• [Records for the task]
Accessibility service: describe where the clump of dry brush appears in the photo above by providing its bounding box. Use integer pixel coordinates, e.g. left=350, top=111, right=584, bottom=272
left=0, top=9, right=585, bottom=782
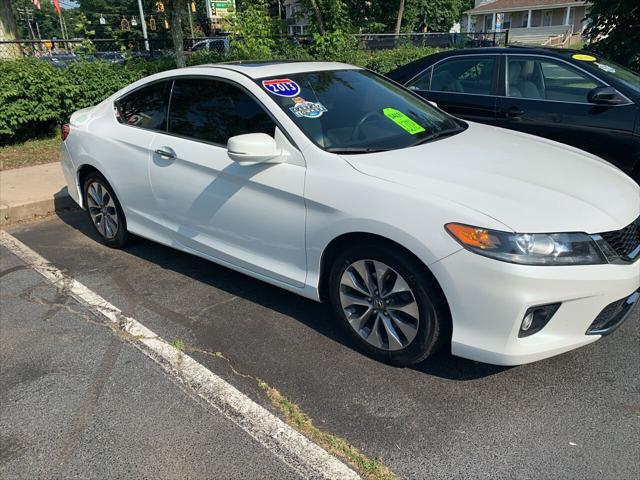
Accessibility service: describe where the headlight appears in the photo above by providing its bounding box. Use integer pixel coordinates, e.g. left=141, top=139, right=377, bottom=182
left=445, top=223, right=606, bottom=265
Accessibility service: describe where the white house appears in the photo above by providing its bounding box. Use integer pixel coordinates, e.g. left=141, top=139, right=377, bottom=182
left=283, top=0, right=309, bottom=35
left=463, top=0, right=590, bottom=43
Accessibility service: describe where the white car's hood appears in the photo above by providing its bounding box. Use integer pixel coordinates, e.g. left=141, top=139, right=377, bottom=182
left=344, top=123, right=640, bottom=233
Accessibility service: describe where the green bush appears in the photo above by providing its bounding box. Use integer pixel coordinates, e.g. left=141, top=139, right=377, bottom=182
left=0, top=59, right=168, bottom=145
left=0, top=44, right=436, bottom=145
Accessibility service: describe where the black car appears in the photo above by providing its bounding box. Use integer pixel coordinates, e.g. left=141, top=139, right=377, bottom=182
left=388, top=47, right=640, bottom=183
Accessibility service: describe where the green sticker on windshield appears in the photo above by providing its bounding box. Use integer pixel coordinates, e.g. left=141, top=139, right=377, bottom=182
left=382, top=108, right=425, bottom=135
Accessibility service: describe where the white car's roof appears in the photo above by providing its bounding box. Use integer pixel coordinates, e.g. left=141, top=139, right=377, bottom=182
left=198, top=61, right=360, bottom=78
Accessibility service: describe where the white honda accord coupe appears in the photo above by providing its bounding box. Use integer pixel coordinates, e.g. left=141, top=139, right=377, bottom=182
left=62, top=62, right=640, bottom=365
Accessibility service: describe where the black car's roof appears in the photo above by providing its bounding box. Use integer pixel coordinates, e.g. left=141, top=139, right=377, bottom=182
left=387, top=45, right=589, bottom=83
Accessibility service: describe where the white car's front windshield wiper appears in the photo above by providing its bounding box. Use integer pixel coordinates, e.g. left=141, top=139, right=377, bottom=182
left=409, top=127, right=466, bottom=147
left=325, top=147, right=390, bottom=154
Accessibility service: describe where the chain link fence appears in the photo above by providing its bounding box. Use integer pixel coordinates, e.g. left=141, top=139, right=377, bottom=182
left=355, top=30, right=509, bottom=50
left=0, top=31, right=509, bottom=66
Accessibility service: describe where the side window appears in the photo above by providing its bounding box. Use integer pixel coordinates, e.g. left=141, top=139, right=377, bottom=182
left=115, top=81, right=171, bottom=130
left=507, top=57, right=601, bottom=103
left=169, top=78, right=276, bottom=145
left=431, top=57, right=496, bottom=95
left=407, top=68, right=433, bottom=90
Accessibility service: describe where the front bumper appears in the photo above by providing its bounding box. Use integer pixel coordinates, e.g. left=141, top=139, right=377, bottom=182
left=430, top=250, right=640, bottom=365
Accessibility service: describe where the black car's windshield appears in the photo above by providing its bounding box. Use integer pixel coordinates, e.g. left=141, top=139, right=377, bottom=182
left=593, top=58, right=640, bottom=94
left=257, top=70, right=465, bottom=154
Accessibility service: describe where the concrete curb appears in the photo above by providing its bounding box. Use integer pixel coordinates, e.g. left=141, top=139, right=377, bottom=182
left=0, top=188, right=78, bottom=227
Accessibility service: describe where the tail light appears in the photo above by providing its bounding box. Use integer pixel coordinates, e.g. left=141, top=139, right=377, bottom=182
left=60, top=123, right=71, bottom=142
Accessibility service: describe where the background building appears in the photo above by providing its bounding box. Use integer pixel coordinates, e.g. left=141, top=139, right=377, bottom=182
left=284, top=0, right=309, bottom=35
left=462, top=0, right=590, bottom=43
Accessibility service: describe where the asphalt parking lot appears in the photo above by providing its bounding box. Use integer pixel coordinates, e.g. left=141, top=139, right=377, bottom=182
left=0, top=211, right=640, bottom=479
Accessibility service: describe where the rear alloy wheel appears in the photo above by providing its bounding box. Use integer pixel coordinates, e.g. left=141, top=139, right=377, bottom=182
left=329, top=245, right=448, bottom=365
left=84, top=173, right=129, bottom=248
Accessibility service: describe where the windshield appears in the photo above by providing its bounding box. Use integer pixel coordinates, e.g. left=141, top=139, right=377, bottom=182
left=256, top=70, right=466, bottom=153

• [Task statement] Return all of the material above word for word, from the first line to the last, and leave out the pictures.

• [Exercise result]
Accessibility service: describe where the clump of dry brush appears in the photo above by providing its bounding box. Use integer pixel coordinates, e.g. left=350, top=111, right=584, bottom=272
left=0, top=9, right=585, bottom=782
Accessibility service: describe where the headlight appears in the photo above by providing its bounding box. Use integer pixel coordinates, e.g. left=141, top=139, right=377, bottom=182
left=445, top=223, right=606, bottom=265
Accessibility service: describe where the white house appears in the photo above by providing its bounding box. Use integer pixel coordinates, e.g. left=141, top=139, right=377, bottom=182
left=283, top=0, right=309, bottom=35
left=463, top=0, right=590, bottom=43
Accessibility service: describe where the white car's hood appears in the photo above by providing its bounding box. Use integer pixel coordinates, e.g. left=141, top=139, right=377, bottom=182
left=344, top=123, right=640, bottom=233
Accessibility service: describe where the green bush appears in the photo above by providing its bounding box. Use integer pixel coordinates, e.g. left=141, top=139, right=377, bottom=182
left=0, top=59, right=168, bottom=145
left=0, top=44, right=436, bottom=145
Accessibility service: describe where the black car appears in the photo above by providing its bounding box. Use integer pixel coordinates, e.g. left=141, top=139, right=377, bottom=182
left=388, top=47, right=640, bottom=183
Accessibility service: describe where the green sticker on windshield appears in the photo above by providing its bounding box. Use integer pixel coordinates, e.g. left=141, top=139, right=377, bottom=182
left=382, top=108, right=425, bottom=135
Accessibility service: describe where the white car's roof appears in the photo above by providing its bounding box. Use integer pixel coordinates, e.g. left=141, top=139, right=377, bottom=182
left=198, top=61, right=360, bottom=78
Accessibility service: describe where the white honda accord coupe appears in the photo above by providing its bounding box. Use integer pixel coordinates, e.g. left=141, top=139, right=377, bottom=182
left=62, top=62, right=640, bottom=365
Accessibility service: describe where the black car's roof appears in the photo above by providing its bounding box. Use integer pixel coordinates, e.g. left=141, top=139, right=377, bottom=182
left=387, top=45, right=589, bottom=83
Accessibility service: describe where the white car's front windshield wiper appears in the photo above by providing its bounding box. Use integer pixel coordinates, e.g. left=141, top=139, right=377, bottom=182
left=409, top=127, right=466, bottom=147
left=325, top=147, right=390, bottom=154
Accessibility service: describe where the chain link fence appears in the photo above by providing its bounding box. Use integer pixel coordinates, e.g. left=141, top=139, right=377, bottom=182
left=355, top=30, right=509, bottom=50
left=0, top=31, right=509, bottom=66
Accessibility service: describe where the side window appears in the photo above by providing its bounding box. Use integer pixel coordinates, e.g. left=141, top=139, right=377, bottom=182
left=115, top=81, right=171, bottom=130
left=507, top=57, right=601, bottom=103
left=169, top=78, right=276, bottom=145
left=431, top=57, right=496, bottom=95
left=407, top=68, right=433, bottom=90
Accessibility service: describe where the front bumper appears in the photo above by providing its bounding box. Use integer pixel coordinates, e.g. left=141, top=139, right=377, bottom=182
left=430, top=250, right=640, bottom=365
Accessibility service: describe where the black car's windshield appears in the photo above by providing its bounding box. Use integer pixel coordinates, e.g. left=141, top=139, right=377, bottom=182
left=593, top=58, right=640, bottom=94
left=257, top=70, right=465, bottom=154
Accessibility service: describe where the concrete curb appears in the photo above by providing its bounding box. Use integer pixel coordinates, e.g. left=141, top=139, right=377, bottom=182
left=0, top=188, right=78, bottom=227
Accessibility service: describe where the tail light appears in the photo above by providing its bounding box. Use integer pixel coordinates, e.g. left=141, top=139, right=377, bottom=182
left=60, top=123, right=71, bottom=142
Accessibility service: describe where the background building appears in the photo above by providing its bounding box. Use integer pixel coordinates, e.g. left=141, top=139, right=377, bottom=182
left=284, top=0, right=309, bottom=35
left=462, top=0, right=590, bottom=43
Accessibility service: describe where the asphalt parking lot appears in the photo above by providing its bounding box. Use integer pixel coordinates, e.g. left=141, top=139, right=377, bottom=182
left=0, top=211, right=640, bottom=479
Accessibility service: describe where the rear alloy wheel appears in the photo above by providing its bounding box. Use integer pixel coordinates, e.g. left=141, top=139, right=377, bottom=182
left=329, top=245, right=448, bottom=365
left=84, top=173, right=129, bottom=248
Accessibility service: describe where the windshield appears in the photo above by providing its bounding box. Use integer pixel coordinates, e.g. left=141, top=139, right=377, bottom=182
left=256, top=70, right=466, bottom=153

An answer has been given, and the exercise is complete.